Instruction - Quote the part of the entries below that opens with the line containing "Exercise. Mark the unfinished" and closes with the line containing "point(523, 581)". Include both of those lines.

Lines of data:

****************

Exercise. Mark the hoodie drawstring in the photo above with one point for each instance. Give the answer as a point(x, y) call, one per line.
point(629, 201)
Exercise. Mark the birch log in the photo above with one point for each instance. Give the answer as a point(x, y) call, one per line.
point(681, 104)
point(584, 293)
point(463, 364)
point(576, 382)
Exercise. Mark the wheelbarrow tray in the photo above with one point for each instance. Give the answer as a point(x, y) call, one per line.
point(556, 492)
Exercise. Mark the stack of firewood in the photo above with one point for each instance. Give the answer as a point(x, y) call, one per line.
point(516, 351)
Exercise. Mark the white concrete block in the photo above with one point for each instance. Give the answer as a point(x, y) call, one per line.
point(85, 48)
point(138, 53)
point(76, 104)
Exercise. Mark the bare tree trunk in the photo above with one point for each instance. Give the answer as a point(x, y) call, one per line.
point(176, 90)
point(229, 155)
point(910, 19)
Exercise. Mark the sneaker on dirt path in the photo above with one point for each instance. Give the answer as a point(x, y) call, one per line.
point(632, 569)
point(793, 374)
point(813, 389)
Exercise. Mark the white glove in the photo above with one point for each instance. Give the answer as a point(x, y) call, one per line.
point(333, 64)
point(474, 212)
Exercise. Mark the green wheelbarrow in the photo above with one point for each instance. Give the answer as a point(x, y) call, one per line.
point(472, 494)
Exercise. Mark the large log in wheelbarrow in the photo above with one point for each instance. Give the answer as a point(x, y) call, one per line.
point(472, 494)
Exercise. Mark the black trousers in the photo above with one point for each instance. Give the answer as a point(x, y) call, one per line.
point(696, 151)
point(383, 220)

****************

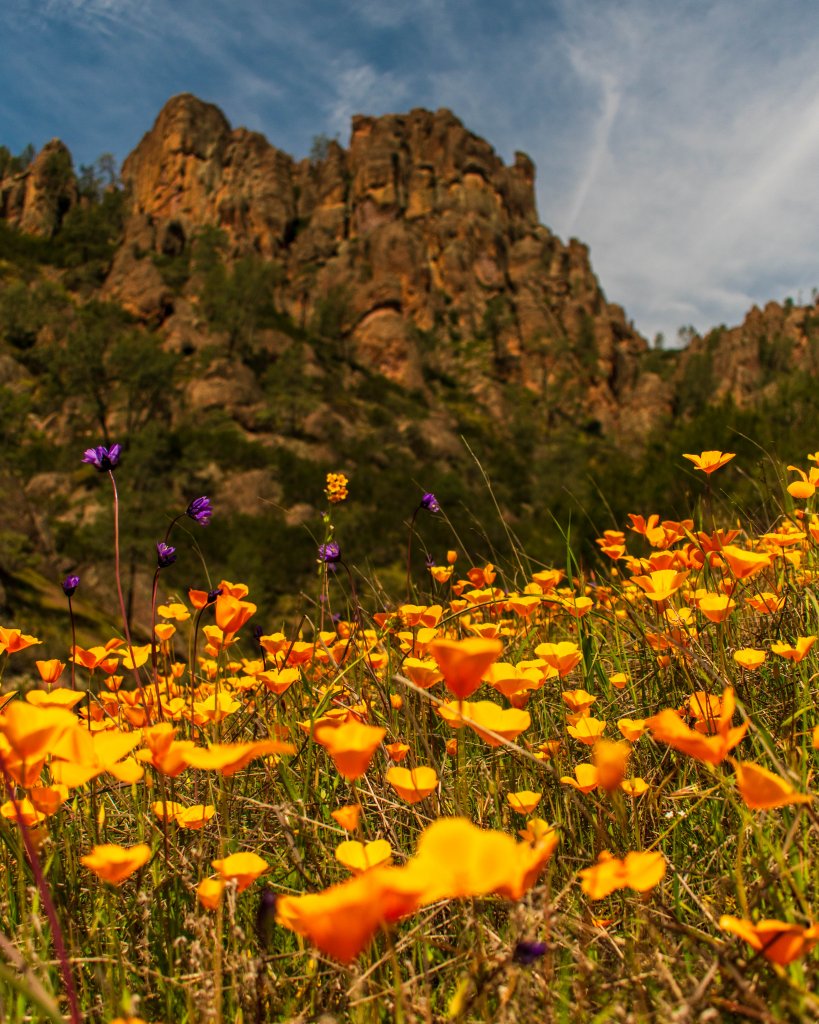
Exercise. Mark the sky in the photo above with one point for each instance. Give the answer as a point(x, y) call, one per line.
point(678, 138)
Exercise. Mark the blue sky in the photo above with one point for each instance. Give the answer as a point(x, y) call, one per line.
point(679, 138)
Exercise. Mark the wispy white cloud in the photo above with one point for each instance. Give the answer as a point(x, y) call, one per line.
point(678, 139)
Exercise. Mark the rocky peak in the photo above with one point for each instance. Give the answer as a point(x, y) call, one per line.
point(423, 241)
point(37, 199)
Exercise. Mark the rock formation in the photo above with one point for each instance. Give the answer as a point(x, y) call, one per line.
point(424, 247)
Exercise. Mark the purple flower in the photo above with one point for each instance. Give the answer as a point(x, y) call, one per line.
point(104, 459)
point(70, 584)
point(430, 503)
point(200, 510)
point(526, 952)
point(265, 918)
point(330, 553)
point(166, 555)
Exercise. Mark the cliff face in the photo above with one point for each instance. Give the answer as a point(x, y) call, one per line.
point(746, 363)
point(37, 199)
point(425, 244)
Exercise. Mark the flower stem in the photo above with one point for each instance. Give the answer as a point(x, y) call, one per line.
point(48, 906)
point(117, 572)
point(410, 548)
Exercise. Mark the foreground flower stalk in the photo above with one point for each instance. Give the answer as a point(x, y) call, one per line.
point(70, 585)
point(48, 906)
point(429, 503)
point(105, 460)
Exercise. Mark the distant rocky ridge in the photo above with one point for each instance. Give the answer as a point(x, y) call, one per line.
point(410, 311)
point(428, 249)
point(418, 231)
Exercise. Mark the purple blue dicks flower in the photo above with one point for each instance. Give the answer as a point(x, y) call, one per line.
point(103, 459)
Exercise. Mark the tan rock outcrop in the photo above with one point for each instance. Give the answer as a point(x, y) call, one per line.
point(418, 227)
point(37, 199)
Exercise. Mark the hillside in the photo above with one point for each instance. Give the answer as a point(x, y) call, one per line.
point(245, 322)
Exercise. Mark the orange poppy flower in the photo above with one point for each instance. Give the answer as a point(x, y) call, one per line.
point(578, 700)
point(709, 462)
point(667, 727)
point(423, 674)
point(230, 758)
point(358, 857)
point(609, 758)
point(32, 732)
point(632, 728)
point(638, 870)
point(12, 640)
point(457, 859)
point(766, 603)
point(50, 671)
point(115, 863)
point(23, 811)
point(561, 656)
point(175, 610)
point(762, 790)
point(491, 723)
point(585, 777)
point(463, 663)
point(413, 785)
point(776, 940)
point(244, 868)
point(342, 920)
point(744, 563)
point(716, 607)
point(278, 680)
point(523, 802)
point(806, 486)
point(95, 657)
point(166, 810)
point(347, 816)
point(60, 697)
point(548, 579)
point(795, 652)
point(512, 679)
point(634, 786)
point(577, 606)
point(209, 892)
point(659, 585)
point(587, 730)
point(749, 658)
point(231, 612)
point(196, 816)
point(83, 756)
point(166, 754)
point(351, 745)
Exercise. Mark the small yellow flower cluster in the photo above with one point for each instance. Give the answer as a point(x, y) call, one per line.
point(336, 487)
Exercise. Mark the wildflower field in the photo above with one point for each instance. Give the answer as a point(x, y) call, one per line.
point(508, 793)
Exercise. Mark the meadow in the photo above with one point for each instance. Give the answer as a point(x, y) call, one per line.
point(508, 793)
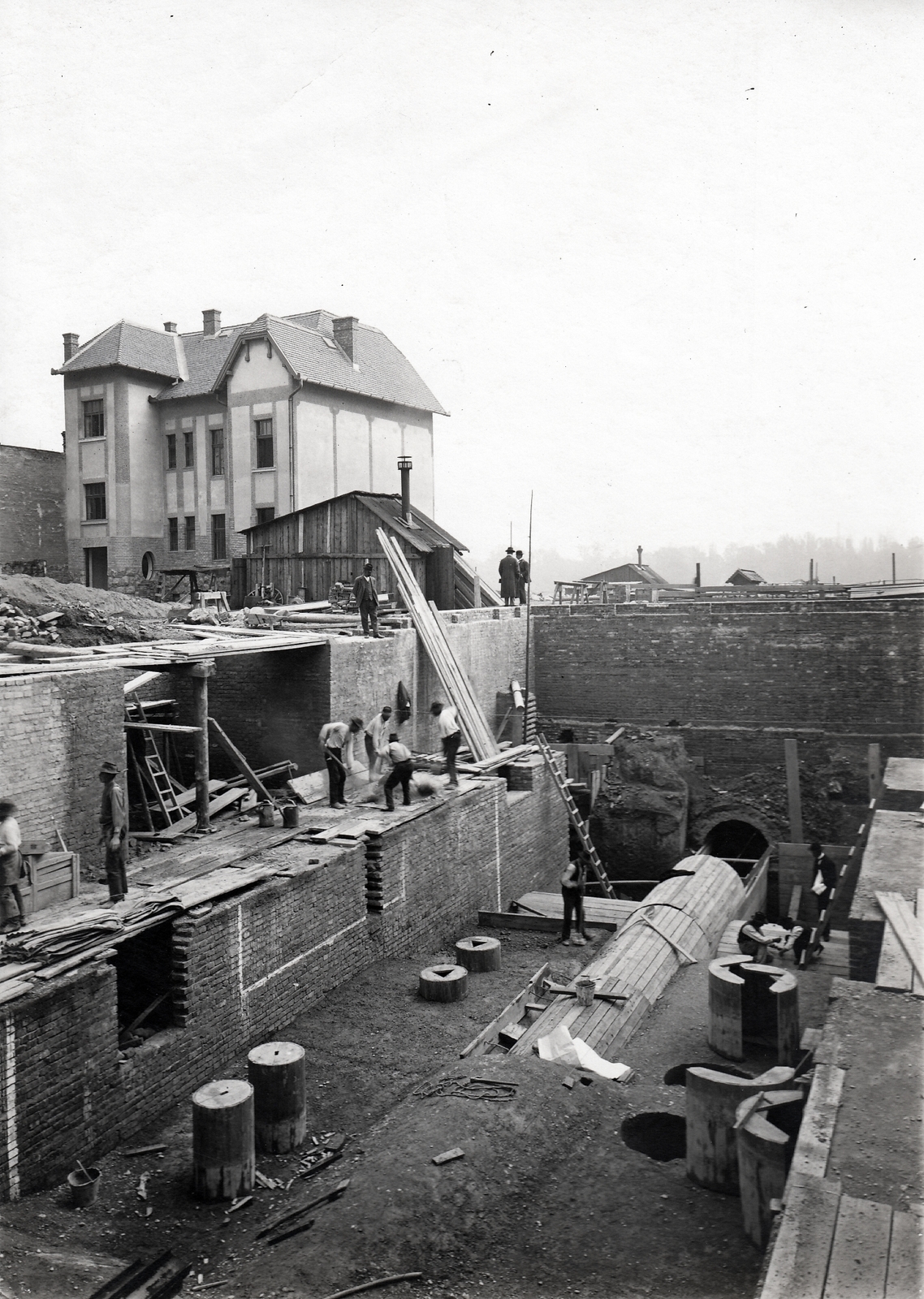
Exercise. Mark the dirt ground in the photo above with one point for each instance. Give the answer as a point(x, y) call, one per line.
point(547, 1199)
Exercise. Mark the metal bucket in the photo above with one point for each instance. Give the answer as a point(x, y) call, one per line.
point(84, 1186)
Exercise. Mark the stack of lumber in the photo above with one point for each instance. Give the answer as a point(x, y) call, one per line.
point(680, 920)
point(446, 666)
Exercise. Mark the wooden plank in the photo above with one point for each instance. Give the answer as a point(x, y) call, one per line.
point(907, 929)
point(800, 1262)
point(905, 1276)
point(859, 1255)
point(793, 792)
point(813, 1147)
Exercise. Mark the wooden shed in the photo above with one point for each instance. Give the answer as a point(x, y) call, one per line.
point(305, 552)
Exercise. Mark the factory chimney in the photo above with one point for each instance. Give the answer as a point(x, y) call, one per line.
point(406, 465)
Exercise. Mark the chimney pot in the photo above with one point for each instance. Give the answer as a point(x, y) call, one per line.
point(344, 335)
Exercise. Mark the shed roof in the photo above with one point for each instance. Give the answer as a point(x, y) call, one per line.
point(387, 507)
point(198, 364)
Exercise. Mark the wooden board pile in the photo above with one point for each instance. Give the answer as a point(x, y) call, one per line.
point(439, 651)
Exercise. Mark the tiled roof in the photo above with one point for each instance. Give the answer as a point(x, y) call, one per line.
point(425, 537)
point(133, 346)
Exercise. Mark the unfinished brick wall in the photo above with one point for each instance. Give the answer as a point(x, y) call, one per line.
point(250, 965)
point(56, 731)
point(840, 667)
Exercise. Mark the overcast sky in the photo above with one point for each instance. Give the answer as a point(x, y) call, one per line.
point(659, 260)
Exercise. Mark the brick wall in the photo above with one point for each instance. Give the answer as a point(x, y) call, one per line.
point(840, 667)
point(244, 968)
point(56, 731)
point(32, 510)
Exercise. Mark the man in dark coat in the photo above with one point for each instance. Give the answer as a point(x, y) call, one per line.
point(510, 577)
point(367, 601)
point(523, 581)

****************

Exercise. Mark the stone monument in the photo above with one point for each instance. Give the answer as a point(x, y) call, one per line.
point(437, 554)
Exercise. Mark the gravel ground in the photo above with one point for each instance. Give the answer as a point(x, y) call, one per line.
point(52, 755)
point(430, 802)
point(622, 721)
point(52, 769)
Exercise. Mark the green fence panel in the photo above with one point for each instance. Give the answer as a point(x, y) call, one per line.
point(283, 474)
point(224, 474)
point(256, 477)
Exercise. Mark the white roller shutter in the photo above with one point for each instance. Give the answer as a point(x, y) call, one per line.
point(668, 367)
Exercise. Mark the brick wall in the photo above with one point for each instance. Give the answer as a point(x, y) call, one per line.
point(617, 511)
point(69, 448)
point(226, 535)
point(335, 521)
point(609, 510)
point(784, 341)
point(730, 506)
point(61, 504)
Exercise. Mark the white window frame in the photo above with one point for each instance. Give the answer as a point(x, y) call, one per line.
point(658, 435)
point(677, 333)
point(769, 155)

****************

Answer to this exercise -
Exercise. Mark the unfinished brick wall in the photo above with one point for each instance. Give the answer as a point(x, y) call, one per line.
point(250, 965)
point(56, 731)
point(840, 667)
Exercise. Mark the overcast sky in the photo above with one point for each instance. Give the answer as a point(x, y) call, one per line.
point(659, 260)
Exercise. Mark the brick wall in the photo above with one point for each instance. Give the answer as a point(x, y) call, one per line.
point(840, 667)
point(244, 968)
point(56, 731)
point(32, 510)
Exercise. Mark the man in dark coat in the photo above with one point for each instance. Give the answer as a point(x, y) call, one per line.
point(510, 577)
point(367, 601)
point(523, 581)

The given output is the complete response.